======== Texto proporcionado
Pese a que dentro de su carrera cinematográfica ha desarrollado papeles más importantes que el de reencarnar a la primera ministra británica, Margaret Thatcher (Kramer contra Kramer, Memorias de África, Los puentes de Madison, etc.), la ternura y el carácter que vuelca en su personaje en este biopic hace que casi te olvides de todas las rotundas decisiones políticas que llegó a tomar la que fue líder del Partido Conservador entre 1979 y 1990.
Todos esos momentos cruciales para la historia (los recortes sociales, la reducción de la intervención estatal y la imposición del liberalismo más estricto para atajar la inflación, la abolición del poder sindical, la renegociación para entrar en la CEE, la guerra de las Malvinas, la huelga de los mineros…) van saltando de forma vaga como flash-backs, mientras se deja en primer plano la lucha de esta mujer contra el Alzheimer y su relación con su marido, Denis Thatcher, interpretado con dulzura por Jim Broadbent, que convierte el relato biográfico en una historia de amor.
Más que nada, la película es una reflexión intimista sobre el precio del poder y la presión a la que se ven sometidos los políticos, sobre todo, cuando el papel principal lo desempeña una mujer en un mundo de hombres, lo cual, no deja de ser interesante. Sin embargo, también lo es el análisis de la estrategia seguida por la jefa del Gobierno, que se podía resumir en la frase «El fin justifica los medios», y que no recibe la importancia que merece, cuando nuestra propia sociedad está actualmente en una situación similar de crisis a la que se enfrentó el Reino Unido en aquella época.
================
======== Datos registrados
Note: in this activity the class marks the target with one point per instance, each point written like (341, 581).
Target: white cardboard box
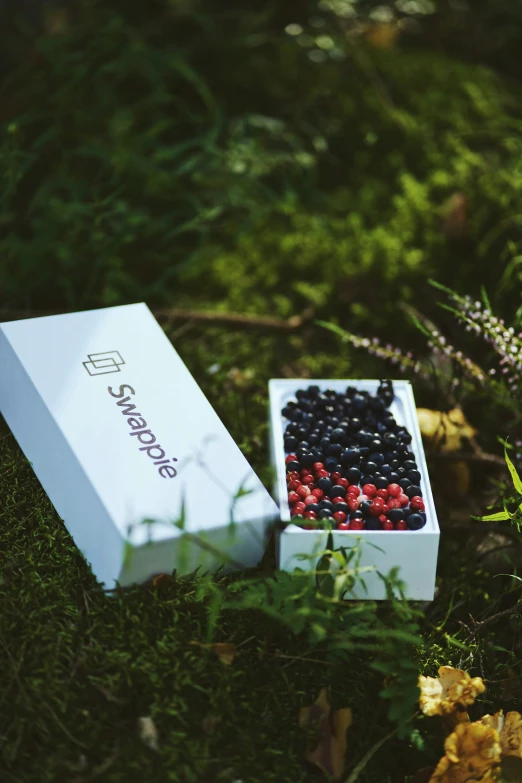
================
Tareas propuestas:
a) Según la reseña, ¿qué actor interpreta a Denis Thatcher?
b) Reproduce literalmente el fragmento de la reseña que empieza en las palabras "Todos esos momentos" y termina después de "historia de amor.".

Respuestas:
a) Jim Broadbent.

b)
Todos esos momentos cruciales para la historia (los recortes sociales, la reducción de la intervención estatal y la imposición del liberalismo más estricto para atajar la inflación, la abolición del poder sindical, la renegociación para entrar en la CEE, la guerra de las Malvinas, la huelga de los mineros…) van saltando de forma vaga como flash-backs, mientras se deja en primer plano la lucha de esta mujer contra el Alzheimer y su relación con su marido, Denis Thatcher, interpretado con dulzura por Jim Broadbent, que convierte el relato biográfico en una historia de amor.